• GIVEN PROBLEM:
Copy every line of the entries below word for word, leaving out the pictures.

^^^^^^^^^^^^^^^^

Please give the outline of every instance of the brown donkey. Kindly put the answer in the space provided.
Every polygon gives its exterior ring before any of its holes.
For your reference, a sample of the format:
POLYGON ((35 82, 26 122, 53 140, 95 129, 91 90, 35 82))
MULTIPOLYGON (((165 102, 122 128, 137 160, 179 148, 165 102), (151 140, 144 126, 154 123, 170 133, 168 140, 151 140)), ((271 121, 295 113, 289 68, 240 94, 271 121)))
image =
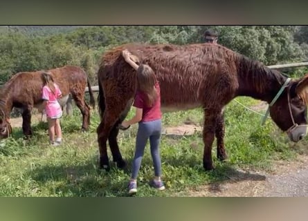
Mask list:
POLYGON ((106 52, 98 73, 101 122, 97 134, 102 168, 109 169, 107 140, 114 161, 120 168, 125 166, 116 137, 118 126, 126 117, 134 97, 136 73, 121 55, 125 49, 154 70, 161 85, 163 110, 204 109, 203 162, 206 170, 213 169, 212 144, 215 136, 217 157, 221 160, 227 157, 224 107, 237 96, 271 103, 271 118, 292 141, 298 142, 306 135, 308 75, 288 79, 220 45, 129 44, 106 52))
MULTIPOLYGON (((12 132, 10 125, 10 113, 13 107, 21 110, 22 129, 26 136, 32 135, 30 128, 31 110, 39 108, 42 102, 43 81, 41 74, 45 70, 23 72, 15 75, 4 85, 0 93, 0 138, 6 138, 12 132)), ((82 114, 82 130, 87 130, 90 123, 90 108, 84 100, 87 85, 90 94, 90 102, 95 107, 95 99, 88 76, 83 69, 76 66, 46 70, 51 74, 55 82, 62 93, 60 100, 63 106, 71 94, 82 114)))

^^^^^^^^^^^^^^^^

• RESULT OF THE TASK:
Please give the outline of every instance of the brown donkey. Kindly put the answer in the space provided.
Every polygon gives its exterior ring before any of its holes.
For your reference, a sample of the format:
POLYGON ((35 82, 26 122, 53 140, 95 129, 91 90, 35 82))
MULTIPOLYGON (((165 102, 122 128, 137 160, 179 148, 165 102), (151 140, 144 126, 154 123, 170 133, 168 140, 151 140)), ((271 121, 295 113, 289 68, 240 94, 271 121)))
image =
Mask list:
POLYGON ((106 52, 98 73, 101 122, 97 134, 102 168, 109 169, 107 140, 114 161, 120 168, 125 166, 116 137, 118 126, 126 117, 134 97, 136 73, 121 55, 125 49, 154 70, 161 85, 163 110, 204 109, 203 162, 206 170, 213 169, 212 144, 215 136, 217 157, 221 160, 227 157, 224 107, 237 96, 271 103, 271 118, 292 141, 298 142, 306 135, 308 75, 288 79, 220 45, 129 44, 106 52))
MULTIPOLYGON (((12 132, 10 125, 10 113, 13 107, 21 110, 22 129, 26 136, 32 135, 30 128, 31 110, 39 108, 42 102, 43 81, 41 74, 45 70, 23 72, 15 75, 4 85, 0 93, 0 138, 6 138, 12 132)), ((82 114, 82 130, 87 130, 90 123, 90 108, 84 100, 87 85, 90 94, 90 102, 95 107, 95 99, 88 76, 83 69, 76 66, 46 70, 51 74, 55 82, 62 93, 60 100, 63 106, 71 94, 82 114)))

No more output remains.